Excerpts of labeled region data

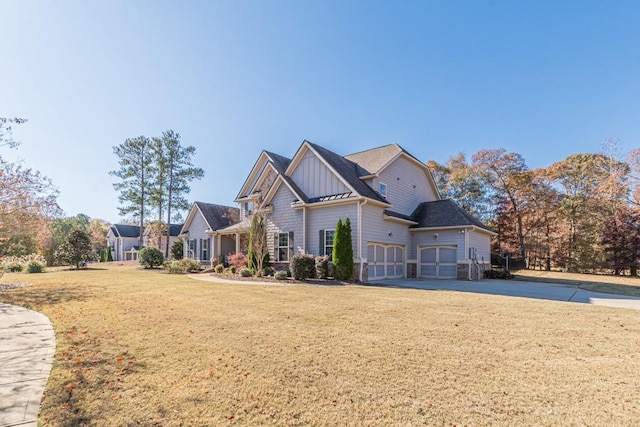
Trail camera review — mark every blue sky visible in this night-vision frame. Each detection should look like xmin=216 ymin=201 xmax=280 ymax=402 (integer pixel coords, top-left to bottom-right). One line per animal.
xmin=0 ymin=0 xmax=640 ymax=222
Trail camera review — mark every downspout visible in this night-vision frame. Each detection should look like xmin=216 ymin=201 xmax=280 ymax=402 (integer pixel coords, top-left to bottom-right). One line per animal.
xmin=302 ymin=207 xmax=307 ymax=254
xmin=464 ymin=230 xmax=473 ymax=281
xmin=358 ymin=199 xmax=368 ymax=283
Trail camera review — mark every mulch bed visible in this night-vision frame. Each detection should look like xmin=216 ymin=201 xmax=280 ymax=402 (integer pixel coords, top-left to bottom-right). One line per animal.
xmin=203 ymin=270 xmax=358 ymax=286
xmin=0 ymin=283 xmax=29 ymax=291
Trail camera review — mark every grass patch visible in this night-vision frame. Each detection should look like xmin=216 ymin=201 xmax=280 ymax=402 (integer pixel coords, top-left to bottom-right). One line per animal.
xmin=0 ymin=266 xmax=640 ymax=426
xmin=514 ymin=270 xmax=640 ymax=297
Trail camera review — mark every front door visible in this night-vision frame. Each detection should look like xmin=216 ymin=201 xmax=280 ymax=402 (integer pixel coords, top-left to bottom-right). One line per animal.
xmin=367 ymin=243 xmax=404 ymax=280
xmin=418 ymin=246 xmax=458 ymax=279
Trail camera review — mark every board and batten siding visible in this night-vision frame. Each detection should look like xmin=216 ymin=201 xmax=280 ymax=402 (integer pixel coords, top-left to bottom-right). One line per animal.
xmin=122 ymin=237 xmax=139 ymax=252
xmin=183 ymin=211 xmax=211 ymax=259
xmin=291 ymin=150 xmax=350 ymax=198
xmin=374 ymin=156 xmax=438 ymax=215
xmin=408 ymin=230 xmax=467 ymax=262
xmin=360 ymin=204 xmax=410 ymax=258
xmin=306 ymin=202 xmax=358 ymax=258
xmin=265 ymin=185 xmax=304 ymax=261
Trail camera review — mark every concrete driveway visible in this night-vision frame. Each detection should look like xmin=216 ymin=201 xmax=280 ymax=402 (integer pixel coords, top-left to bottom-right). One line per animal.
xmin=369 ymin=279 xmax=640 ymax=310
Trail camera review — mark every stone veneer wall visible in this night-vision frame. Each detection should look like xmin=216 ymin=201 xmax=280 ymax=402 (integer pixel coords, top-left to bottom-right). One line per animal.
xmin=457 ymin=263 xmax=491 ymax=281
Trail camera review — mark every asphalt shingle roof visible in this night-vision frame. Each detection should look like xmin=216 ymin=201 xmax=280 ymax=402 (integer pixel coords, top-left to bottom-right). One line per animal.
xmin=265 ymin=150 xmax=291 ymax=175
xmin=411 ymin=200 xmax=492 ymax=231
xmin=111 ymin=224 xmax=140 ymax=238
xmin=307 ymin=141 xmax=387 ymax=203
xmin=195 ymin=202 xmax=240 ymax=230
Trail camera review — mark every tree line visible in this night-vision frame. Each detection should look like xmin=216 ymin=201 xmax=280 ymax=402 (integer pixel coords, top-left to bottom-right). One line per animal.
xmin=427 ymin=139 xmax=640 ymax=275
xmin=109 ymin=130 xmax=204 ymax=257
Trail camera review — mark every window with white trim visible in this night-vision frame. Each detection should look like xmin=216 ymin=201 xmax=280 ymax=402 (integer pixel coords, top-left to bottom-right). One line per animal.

The request: Rewrite the lines from the line with "Trail camera review — mark every asphalt" to the line with "xmin=195 ymin=202 xmax=240 ymax=230", putting "clay tile roof" in place of "asphalt shingle roof" and keeping everything else the same.

Written response:
Trail camera review — mark every clay tile roof visible in this night-vision frame. Each detection should look like xmin=216 ymin=201 xmax=280 ymax=402 (integer pixel coords, top-left to bottom-right). One line per animal.
xmin=265 ymin=150 xmax=291 ymax=175
xmin=411 ymin=200 xmax=492 ymax=231
xmin=111 ymin=224 xmax=140 ymax=238
xmin=307 ymin=141 xmax=387 ymax=203
xmin=195 ymin=202 xmax=240 ymax=230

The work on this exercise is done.